--- Given entries ---

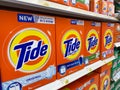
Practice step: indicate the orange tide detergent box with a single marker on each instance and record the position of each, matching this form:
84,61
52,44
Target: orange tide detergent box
117,28
104,74
103,7
65,2
69,44
111,8
27,50
92,42
95,6
107,40
92,81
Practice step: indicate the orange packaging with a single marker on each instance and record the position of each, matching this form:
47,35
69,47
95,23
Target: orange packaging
27,50
70,45
92,41
107,42
103,7
117,28
82,4
117,37
95,6
104,74
111,8
65,2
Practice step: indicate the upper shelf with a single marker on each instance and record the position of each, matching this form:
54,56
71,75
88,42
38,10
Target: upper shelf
48,7
73,77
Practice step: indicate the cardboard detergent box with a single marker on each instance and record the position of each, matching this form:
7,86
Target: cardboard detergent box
117,85
117,37
107,42
95,6
117,28
112,85
27,50
82,4
104,74
65,2
111,8
104,7
69,45
92,41
88,82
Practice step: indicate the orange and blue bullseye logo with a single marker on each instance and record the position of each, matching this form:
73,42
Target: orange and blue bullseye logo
71,44
29,50
92,41
108,39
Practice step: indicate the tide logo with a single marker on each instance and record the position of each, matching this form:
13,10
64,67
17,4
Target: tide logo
29,50
92,41
71,44
108,39
105,83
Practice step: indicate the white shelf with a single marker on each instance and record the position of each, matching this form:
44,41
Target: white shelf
55,9
117,44
70,78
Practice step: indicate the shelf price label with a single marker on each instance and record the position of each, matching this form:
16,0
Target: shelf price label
90,70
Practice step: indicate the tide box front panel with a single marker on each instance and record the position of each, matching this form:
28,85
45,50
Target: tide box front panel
27,49
69,44
107,40
92,41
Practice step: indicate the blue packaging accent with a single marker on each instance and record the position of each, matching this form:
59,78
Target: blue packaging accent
25,18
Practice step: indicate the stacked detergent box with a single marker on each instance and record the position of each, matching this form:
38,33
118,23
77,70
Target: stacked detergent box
27,50
115,70
38,49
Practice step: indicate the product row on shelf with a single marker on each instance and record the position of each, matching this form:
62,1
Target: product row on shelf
38,49
43,6
51,51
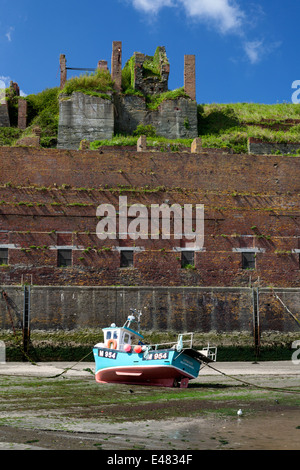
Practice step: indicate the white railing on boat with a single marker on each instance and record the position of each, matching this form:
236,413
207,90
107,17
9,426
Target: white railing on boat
210,351
188,343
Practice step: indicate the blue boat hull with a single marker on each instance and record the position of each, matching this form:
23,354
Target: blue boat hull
166,368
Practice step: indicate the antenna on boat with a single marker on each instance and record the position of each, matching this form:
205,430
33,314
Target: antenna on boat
132,318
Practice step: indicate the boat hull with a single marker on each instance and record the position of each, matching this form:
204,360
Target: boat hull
165,368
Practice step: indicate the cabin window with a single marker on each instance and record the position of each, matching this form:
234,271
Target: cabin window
248,260
126,259
126,339
64,258
187,259
3,256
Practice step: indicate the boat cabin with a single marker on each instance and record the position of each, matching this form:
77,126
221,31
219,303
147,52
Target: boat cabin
117,338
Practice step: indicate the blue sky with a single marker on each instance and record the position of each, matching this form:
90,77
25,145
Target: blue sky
246,51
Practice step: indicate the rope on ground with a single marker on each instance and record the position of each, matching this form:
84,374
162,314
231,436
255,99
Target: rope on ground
69,368
275,389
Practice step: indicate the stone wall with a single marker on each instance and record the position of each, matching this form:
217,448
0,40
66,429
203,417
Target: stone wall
4,116
92,118
163,308
84,117
251,204
258,147
174,119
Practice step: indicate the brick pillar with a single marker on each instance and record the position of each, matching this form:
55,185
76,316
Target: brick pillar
196,146
139,59
22,113
116,64
142,144
102,65
190,76
63,70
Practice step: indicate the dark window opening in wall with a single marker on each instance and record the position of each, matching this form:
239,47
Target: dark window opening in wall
248,260
3,256
64,258
187,259
126,259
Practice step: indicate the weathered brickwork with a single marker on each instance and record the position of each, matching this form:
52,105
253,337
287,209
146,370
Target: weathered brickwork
198,309
22,113
190,76
251,205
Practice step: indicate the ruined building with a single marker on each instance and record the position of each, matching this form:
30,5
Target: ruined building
83,116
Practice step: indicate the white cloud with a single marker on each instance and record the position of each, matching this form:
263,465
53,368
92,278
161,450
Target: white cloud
224,14
9,33
254,51
152,6
258,49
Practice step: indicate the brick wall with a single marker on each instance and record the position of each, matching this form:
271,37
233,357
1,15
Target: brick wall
116,64
197,309
251,203
190,76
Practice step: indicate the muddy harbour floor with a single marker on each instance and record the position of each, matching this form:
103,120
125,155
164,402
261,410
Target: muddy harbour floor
59,406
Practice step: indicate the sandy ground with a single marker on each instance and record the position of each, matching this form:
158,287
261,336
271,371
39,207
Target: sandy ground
264,425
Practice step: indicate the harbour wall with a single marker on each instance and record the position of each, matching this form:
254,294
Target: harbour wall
178,309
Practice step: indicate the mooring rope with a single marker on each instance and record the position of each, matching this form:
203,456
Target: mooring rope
275,389
69,368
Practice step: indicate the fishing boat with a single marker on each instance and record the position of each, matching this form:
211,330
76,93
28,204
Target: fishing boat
124,358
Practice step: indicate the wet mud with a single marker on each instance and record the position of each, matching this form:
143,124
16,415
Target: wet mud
77,414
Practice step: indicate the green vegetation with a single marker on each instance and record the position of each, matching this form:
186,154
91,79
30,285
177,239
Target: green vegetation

---

== What the exercise asks ==
Rewrite all the items above, renaming "Practice step" as "Exercise" wherever it occurs and leaving every other word and number unchanged. Omit the pictures from your answer.

== Expected output ==
Exercise: indicate the orange tide detergent box with a single marker on each instance and record the position of each, matching this form:
84,61
52,44
Target: orange tide detergent box
117,28
104,74
103,7
65,2
69,44
111,8
27,50
92,42
95,6
107,40
92,81
Exercise: indicate the orange packaging with a single marker on each instance and record the position of each, matching this form:
47,35
69,47
95,23
Target: orange packaging
27,50
70,45
92,41
107,42
103,7
117,28
82,4
117,37
95,6
104,74
111,8
65,2
Exercise: indicate the upper shelf with a single marker on each instance and record the position of each, matching this form:
54,56
71,75
88,42
38,10
Target: upper shelf
48,7
73,77
Exercise: indicate the cardboard detergent box with a single marker on each instance and record the position of each, matching this form:
7,86
Target: cardboard detergent box
117,85
117,37
107,42
95,6
117,28
112,85
27,50
82,4
104,74
65,2
111,8
104,7
69,45
92,41
88,82
Exercise: indicate the orange and blue bullseye logo with a single marker on each instance and record the position of each, matching this form:
73,42
Target: orange and blue bullseye logo
71,44
29,50
92,41
108,39
Exercise: indicate the tide logo with a single marker on each instance and record the position of each, matching this form:
13,10
64,67
17,4
Target: tide logo
29,50
92,41
71,44
108,39
105,83
Exercise: indicate the white shelf with a single marker on each instance and record the position of each, matching this form:
44,41
Target: white shelf
55,9
117,44
70,78
Exercise: indicate the shelf price label with a single marker on each instance and record the position of each, matching this form:
16,0
Target: shelf price label
90,70
Exercise: indicate the tide box front panel with a single marker on each instance and record the position of each, matching this form:
28,85
45,50
Target: tide box front panel
27,49
69,44
107,40
92,41
Exercise: indicate the blue packaging accent with a single marker on each instance and record the position of each, matching this form:
59,78
Target: blue packaging accent
25,18
Exercise: indicate the stacked detergent box with a single marker on each instance and record the position of each, matching this form:
38,33
118,23
77,70
Target: stacked detergent box
27,50
115,70
38,49
Exercise: indicate the product row on shelf with a single marker on each instance and record the position of each, matching this form:
62,1
Target: product row on shelf
38,49
43,6
51,51
Exercise: indicate the white railing on boat with a single marker on each instance and record the position of each, matching this form:
236,413
207,90
107,17
9,426
Target: white railing on boat
210,351
188,343
Exercise: indicate the blue boat hull with a single marker on each instance and record the position of each, matching this form:
23,354
Target: blue boat hull
166,368
Exercise: indicate the antenna on boat with a single marker on each instance and record the position of each, matching this form:
205,430
33,314
Target: antenna on boat
132,318
Exercise: indicate the boat hull with a single marker on each instance and record the position of each, matching this form:
204,360
Target: boat hull
165,368
Exercise: indicate the cabin window with a single marker on each instance and record the position of each, matching this form:
234,271
Target: cabin window
248,260
126,259
126,339
64,258
187,259
3,256
Exercise: indicate the boat cabin with a single marker on each instance and record the position of each, matching this form:
77,126
221,31
219,303
147,52
Target: boat cabin
117,338
Exercise: indicate the blue sky with a single marker on each instance and record the position of each, matching this form:
90,77
25,145
Target: blue sky
246,51
Exercise: indicate the rope on ground with a single marker on each instance and record the position of each, matching this form:
84,374
162,314
231,436
255,99
Target: rope on ground
69,368
275,389
Exercise: indicate the stone wall with a single marker on each instance and record the position of each, matching this form:
217,448
0,40
66,429
203,417
Target: stone wall
4,116
92,118
163,308
84,117
251,204
258,147
174,119
Exercise: indicate the brick pillar with a single marker on each instance and record the position of each, matching this form:
55,185
76,316
Target: brick pillar
196,146
139,59
22,113
116,64
142,144
102,65
190,76
63,70
Exercise: indicate the dark window opening in wall with a single marker on each instance and record the position of each, matching this form:
239,47
Target: dark window opening in wall
248,260
3,256
64,258
187,259
126,259
Exercise: indicate the weathered brickwork with a single marker on each instance and record the position of each, matching this form:
52,105
253,337
287,209
146,370
Target: weathered brickwork
198,309
22,113
190,76
251,205
Exercise: indicate the ruined building with a single marker on each instance and record the position of each, matching this form:
30,5
Target: ruined building
83,116
Exercise: indicate the white cloud with a single marker on each instance and record the position of each, matching this form:
263,465
53,368
92,278
161,450
Target: white cloud
224,14
9,33
254,51
152,6
258,49
Exercise: indicate the brick wall with a single marker on each instance and record the position of each, matching this form:
271,37
233,357
1,15
Target: brick wall
116,64
197,309
251,203
190,76
Exercise: indicate the muddy harbour floor with a single marker on each instance and record the position of each, matching this form:
103,120
125,155
164,402
261,410
Target: muddy harbour floor
59,406
Exercise: indicate the sandy ground with a single marker on each instance and record the position of each, matching this form:
158,287
261,336
271,371
39,207
Target: sandy ground
264,425
Exercise: indicate the harbour wall with a single marker on each instance and record the position of each, matching this form:
254,294
Target: harbour wall
178,309
Exercise: indicate the mooring rope with a single marker on each instance and record the position of each, matching this form:
203,456
Target: mooring rope
275,389
69,368
Exercise: indicate the fishing boat with a single marker on each instance and record the position of each, matching this form:
211,330
76,93
28,204
Target: fishing boat
124,358
Exercise: indicate the wet mud with a single marker on each instance and record the position of each, matching this form:
143,124
16,415
Target: wet mud
77,414
Exercise: indicate the green vegetation with a single marker on each instance and record the position of each, matching this form:
186,154
91,79
30,285
177,239
Target: green vegetation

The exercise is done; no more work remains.